Problem to work on:
Any picture in the material should be left out, while all other lines are copied exactly.

[Extracted entries Boundary: Start]

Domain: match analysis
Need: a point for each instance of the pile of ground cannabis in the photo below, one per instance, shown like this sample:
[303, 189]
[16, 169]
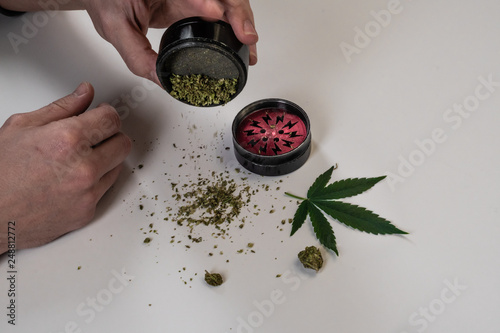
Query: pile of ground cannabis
[217, 201]
[201, 90]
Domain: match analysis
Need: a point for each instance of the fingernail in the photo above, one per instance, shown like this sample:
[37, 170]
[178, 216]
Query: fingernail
[82, 89]
[248, 28]
[253, 58]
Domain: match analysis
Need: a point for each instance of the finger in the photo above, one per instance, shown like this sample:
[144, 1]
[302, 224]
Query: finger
[68, 106]
[240, 16]
[110, 154]
[99, 124]
[135, 50]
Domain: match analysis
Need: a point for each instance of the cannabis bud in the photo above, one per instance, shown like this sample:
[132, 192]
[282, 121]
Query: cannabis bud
[213, 279]
[311, 258]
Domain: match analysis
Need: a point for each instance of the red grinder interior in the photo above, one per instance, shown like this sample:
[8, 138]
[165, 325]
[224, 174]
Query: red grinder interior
[271, 131]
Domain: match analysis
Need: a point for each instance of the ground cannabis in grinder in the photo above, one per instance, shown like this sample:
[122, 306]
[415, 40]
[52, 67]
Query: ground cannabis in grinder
[201, 90]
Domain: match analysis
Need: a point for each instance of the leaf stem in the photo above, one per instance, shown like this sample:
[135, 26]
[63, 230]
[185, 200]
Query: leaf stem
[294, 196]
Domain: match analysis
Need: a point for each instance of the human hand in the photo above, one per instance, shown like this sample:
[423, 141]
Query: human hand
[124, 23]
[56, 164]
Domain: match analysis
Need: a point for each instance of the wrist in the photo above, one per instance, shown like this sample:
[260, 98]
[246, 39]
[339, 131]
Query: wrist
[39, 5]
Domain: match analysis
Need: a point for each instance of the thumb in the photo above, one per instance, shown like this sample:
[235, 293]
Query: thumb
[68, 106]
[135, 50]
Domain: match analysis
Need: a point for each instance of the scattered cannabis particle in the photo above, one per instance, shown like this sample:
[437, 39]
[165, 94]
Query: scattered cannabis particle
[320, 198]
[201, 90]
[311, 258]
[213, 279]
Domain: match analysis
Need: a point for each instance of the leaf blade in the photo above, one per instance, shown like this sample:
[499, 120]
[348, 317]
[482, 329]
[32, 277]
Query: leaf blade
[358, 218]
[346, 188]
[300, 216]
[320, 182]
[322, 228]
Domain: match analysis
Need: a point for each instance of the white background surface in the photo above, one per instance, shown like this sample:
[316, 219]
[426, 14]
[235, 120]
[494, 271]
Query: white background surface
[366, 115]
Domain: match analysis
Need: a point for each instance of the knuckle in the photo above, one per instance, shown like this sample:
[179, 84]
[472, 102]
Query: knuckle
[68, 139]
[111, 117]
[86, 174]
[17, 120]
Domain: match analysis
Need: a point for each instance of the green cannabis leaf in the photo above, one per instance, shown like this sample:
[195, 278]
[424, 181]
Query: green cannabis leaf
[321, 199]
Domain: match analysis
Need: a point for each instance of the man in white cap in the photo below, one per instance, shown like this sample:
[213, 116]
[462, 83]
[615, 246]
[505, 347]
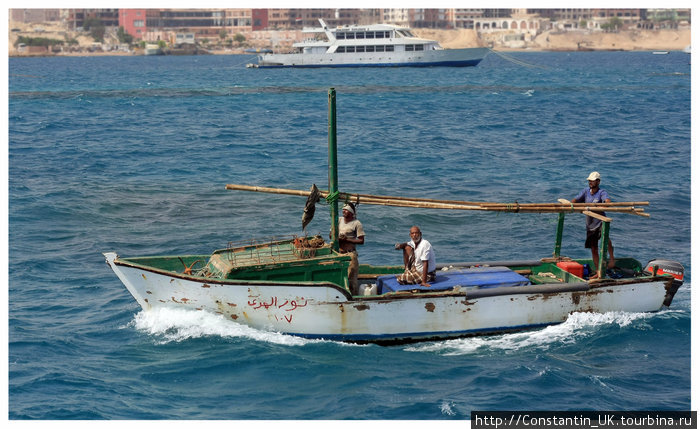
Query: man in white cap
[350, 234]
[418, 260]
[594, 194]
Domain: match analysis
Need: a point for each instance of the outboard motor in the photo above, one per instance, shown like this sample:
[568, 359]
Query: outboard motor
[675, 269]
[663, 266]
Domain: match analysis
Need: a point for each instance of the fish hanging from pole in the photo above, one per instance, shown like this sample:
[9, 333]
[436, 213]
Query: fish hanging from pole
[310, 207]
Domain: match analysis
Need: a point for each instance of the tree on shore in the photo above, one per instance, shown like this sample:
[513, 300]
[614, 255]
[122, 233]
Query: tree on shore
[124, 37]
[614, 24]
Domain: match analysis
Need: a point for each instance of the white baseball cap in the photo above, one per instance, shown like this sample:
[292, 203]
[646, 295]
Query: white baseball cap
[594, 176]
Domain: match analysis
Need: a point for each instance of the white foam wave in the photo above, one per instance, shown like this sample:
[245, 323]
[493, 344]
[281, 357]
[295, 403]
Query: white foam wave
[174, 325]
[446, 409]
[574, 328]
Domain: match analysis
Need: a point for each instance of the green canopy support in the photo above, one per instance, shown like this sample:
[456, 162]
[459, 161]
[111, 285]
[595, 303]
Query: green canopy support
[333, 168]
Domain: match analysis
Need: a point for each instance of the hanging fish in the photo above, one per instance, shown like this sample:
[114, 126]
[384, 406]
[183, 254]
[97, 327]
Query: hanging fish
[310, 207]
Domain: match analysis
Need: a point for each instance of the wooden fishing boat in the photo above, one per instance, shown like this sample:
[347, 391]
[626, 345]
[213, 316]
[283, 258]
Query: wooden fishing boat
[299, 285]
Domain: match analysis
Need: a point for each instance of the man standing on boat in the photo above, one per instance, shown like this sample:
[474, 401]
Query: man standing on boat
[594, 194]
[350, 234]
[418, 260]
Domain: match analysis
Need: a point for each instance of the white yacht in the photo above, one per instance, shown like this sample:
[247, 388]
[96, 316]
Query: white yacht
[378, 45]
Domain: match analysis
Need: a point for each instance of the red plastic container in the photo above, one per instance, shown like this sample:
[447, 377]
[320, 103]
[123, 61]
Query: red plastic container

[Extracted entries Boundary: End]

Answer to this problem:
Domain: match analysis
Need: a point for each instance of the pile of ground cannabis in the photo below, one per instance, shown like this sample:
[303, 189]
[16, 169]
Query: pile of ground cannabis
[217, 201]
[201, 90]
Domain: match analysis
Need: a point for each instance of the fingernail in the photo above, one per instance, shown like this sample:
[37, 170]
[178, 216]
Query: fingernail
[82, 89]
[248, 28]
[253, 58]
Domain: match analysis
Need: a point for each instance of the finger in the photo above, one per instance, shown like this sample:
[144, 1]
[302, 224]
Query: finger
[68, 106]
[240, 16]
[110, 154]
[99, 124]
[135, 50]
Domain: match analysis
Need: a point for each instance of the cannabis bud in the photo above, one per instance, shown like this sample:
[132, 192]
[282, 121]
Query: cannabis bud
[213, 279]
[311, 258]
Domain: match analysis
Need: a point for each instance of the red grinder interior in the photo above, one per instance, shown like this sample:
[8, 138]
[165, 325]
[224, 174]
Query: red grinder interior
[271, 131]
Domain: match analysis
Need: a point for each instance of the ground cannabis in grinder in the photo above, one per instance, shown like this sample:
[122, 306]
[415, 40]
[52, 67]
Query: ground cannabis in grinder
[201, 90]
Domain: match analysis
Need: a point for each instance of the leaf stem in the photo above, one per instance, shown like this sample:
[135, 26]
[63, 230]
[185, 200]
Query: leaf stem
[294, 196]
Domain: match analysis
Need: a point for each instance of the human hand in the photo above, one per instance, shown like this sample:
[423, 141]
Query: human hand
[124, 23]
[56, 164]
Domain: match analysis
Need: a point for each instance of the wrist in the photo above, one per instance, shown like this sample:
[260, 98]
[246, 39]
[339, 131]
Query: wrist
[39, 5]
Domain: match analysis
Need: a point for each instance of the thumb in the photo above, one per instance, shown like this sample:
[235, 293]
Query: thumb
[68, 106]
[135, 50]
Domain: match analysis
Need: a point for each instance of the scattered cannabis particle in the photo above, one per instance, shown like this sample:
[437, 39]
[165, 94]
Query: scattered cannabis particle
[320, 198]
[201, 90]
[311, 258]
[213, 279]
Domain: match analysis
Need: a point for each instance of the leaf blade in the photo above, one per instance, shown like this sample:
[499, 120]
[348, 317]
[482, 329]
[32, 277]
Query: leaf blade
[358, 218]
[346, 188]
[300, 216]
[320, 182]
[322, 228]
Domain: match analysis
Need: a point for each instance of the white background surface in the photo above, one per instance, shown like this sample:
[316, 219]
[426, 14]
[235, 120]
[494, 271]
Query: white background surface
[366, 115]
Domain: match analysis
Need: a point for each instance of the knuckle in the photo above, one per instance, shown like this sample:
[179, 84]
[472, 102]
Query: knuckle
[68, 139]
[111, 117]
[86, 174]
[17, 120]
Domain: match analysis
Need: a point for each instance of the green cannabis leaf in the photo above, one per instance, shown like this sample:
[195, 278]
[424, 181]
Query: green cannabis leaf
[321, 199]
Domain: match analysis
Need: a point for each instance of the man in white cap in the photo below, one per instance, shown like this sample:
[213, 116]
[462, 83]
[615, 246]
[505, 347]
Query: man in white cap
[350, 234]
[418, 260]
[594, 194]
Domain: match analysis
Need: a point for each instance of the outboard motor in the photo above, one per instance, shown like this sample:
[568, 359]
Query: outboard motor
[675, 269]
[663, 266]
Domain: match analysis
Need: a point for each instance of the fish hanging from pole in the photo above, one per instance, shown like this sample:
[9, 333]
[436, 213]
Query: fish hanging from pole
[310, 207]
Domain: match analysis
Need: a point for each instance of the tree on shore in the photo above, one per instance, shown like this sample:
[513, 300]
[614, 255]
[122, 233]
Query: tree on shore
[124, 37]
[614, 24]
Domain: match analysis
Need: a point for each instance of the white baseball cap in the photo above, one per instance, shown like this sample:
[292, 203]
[646, 295]
Query: white baseball cap
[594, 176]
Domain: match analysis
Need: a point for each instance of the white foam wave in the photo above, one per instance, shown like this sample:
[245, 323]
[493, 344]
[281, 357]
[295, 403]
Query: white foam wave
[174, 325]
[446, 409]
[574, 328]
Domain: match analysis
Need: a point for each instance of the green canopy support in the photo above, one per instance, shown like this sample:
[456, 162]
[459, 161]
[111, 285]
[595, 303]
Query: green canopy support
[333, 168]
Domain: match analysis
Need: a point for each instance of the hanging fish in the photo above, one per instance, shown like this sample:
[114, 126]
[384, 406]
[183, 254]
[97, 327]
Query: hanging fish
[310, 207]
Domain: match analysis
Need: a point for each instance of the wooden fishing boat in the photo above, one per instance, shown like this sample:
[347, 391]
[626, 345]
[213, 316]
[283, 258]
Query: wooden fishing boat
[299, 285]
Domain: match analysis
Need: a point for each instance of the man standing on boat in the photo above, one per instance, shown like this sample:
[474, 401]
Query: man standing on boat
[594, 194]
[350, 234]
[418, 260]
Domain: match analysis
Need: a point for each instance of the white yacht in the photo above, one per instance, shown like this sample:
[247, 388]
[96, 316]
Query: white yacht
[378, 45]
Domain: match analysis
Need: a point for each instance of the red plastic container in the photo above, one per instance, shown like this sample:
[447, 377]
[320, 103]
[123, 61]
Query: red plastic container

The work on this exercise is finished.